-- Stated problem --
Return the lines below word for word, starting with the line containing "Q: Pick out each instance of the warehouse" and continuing through the last line.

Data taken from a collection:
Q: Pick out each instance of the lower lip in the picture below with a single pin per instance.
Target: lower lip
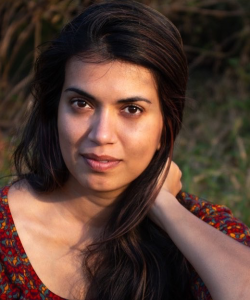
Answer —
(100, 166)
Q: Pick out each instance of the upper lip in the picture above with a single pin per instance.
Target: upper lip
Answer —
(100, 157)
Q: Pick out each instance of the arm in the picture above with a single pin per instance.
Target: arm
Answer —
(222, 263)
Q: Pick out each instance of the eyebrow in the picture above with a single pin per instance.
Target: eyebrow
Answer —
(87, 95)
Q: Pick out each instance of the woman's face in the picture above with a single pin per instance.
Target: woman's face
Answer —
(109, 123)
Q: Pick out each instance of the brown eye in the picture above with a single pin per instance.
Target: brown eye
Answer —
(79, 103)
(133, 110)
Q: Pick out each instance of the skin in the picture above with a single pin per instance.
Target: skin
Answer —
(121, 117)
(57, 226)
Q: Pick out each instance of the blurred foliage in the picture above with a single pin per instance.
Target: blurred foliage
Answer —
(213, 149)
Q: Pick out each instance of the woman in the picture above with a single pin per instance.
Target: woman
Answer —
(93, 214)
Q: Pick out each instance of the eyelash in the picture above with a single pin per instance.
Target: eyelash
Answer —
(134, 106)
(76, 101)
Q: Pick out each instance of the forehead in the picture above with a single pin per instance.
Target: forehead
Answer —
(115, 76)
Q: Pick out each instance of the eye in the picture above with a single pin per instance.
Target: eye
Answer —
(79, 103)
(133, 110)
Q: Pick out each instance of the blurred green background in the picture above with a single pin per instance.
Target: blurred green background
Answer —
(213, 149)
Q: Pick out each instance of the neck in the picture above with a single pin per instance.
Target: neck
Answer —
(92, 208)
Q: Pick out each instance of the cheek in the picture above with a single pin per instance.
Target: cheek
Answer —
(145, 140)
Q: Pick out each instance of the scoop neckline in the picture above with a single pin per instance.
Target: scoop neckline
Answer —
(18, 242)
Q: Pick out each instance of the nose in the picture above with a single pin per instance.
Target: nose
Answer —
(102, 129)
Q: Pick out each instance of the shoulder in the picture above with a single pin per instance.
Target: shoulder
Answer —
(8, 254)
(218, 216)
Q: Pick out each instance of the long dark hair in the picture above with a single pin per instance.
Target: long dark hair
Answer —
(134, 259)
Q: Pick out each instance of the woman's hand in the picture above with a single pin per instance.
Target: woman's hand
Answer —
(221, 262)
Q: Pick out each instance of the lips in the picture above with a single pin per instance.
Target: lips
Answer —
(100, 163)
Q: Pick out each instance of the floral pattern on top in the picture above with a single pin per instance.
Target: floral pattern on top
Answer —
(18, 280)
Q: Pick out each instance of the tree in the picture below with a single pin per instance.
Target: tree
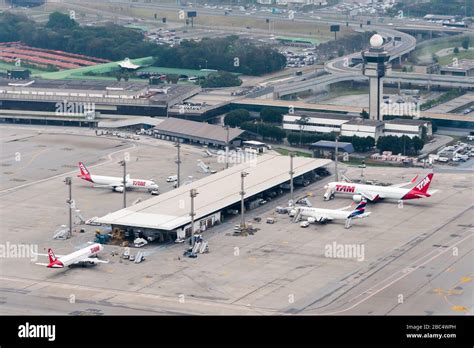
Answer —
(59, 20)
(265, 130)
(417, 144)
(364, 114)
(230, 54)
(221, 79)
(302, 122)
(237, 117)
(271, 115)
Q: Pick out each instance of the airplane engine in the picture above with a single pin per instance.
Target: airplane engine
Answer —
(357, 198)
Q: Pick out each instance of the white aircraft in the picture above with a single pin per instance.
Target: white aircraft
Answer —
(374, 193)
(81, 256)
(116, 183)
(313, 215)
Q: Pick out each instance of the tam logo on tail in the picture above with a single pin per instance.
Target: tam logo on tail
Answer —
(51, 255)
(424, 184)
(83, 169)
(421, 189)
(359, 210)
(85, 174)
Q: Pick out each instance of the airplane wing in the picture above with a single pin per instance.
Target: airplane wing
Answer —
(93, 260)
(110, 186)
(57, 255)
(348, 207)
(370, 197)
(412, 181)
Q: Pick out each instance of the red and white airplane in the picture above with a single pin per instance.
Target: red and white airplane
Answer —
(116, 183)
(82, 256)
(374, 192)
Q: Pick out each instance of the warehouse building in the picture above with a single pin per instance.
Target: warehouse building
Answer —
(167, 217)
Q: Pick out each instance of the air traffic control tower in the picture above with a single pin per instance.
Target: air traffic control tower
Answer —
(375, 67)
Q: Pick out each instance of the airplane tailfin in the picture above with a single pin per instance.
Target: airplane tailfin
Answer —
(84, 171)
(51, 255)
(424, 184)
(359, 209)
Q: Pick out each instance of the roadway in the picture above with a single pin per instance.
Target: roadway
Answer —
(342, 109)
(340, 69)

-- Result of this exercise --
Q: Pick out each instance of the warehouse building in the picture above with a single pin per instance.
Target: warehouse building
Answer —
(167, 217)
Q: Pick out each instance of the air traffic control tower in the picture above with a single pin per instance.
Target: air traffic control tower
Answer —
(375, 67)
Q: Pick out each instance of the airplane tailfin in the picture above with a single pin per instance.
Target: airplane tailfin
Answer —
(84, 171)
(51, 255)
(424, 184)
(359, 209)
Q: Pick out each instance of the roadway in the picture above with a single pin per instance.
Target: roadway
Answer —
(342, 109)
(340, 69)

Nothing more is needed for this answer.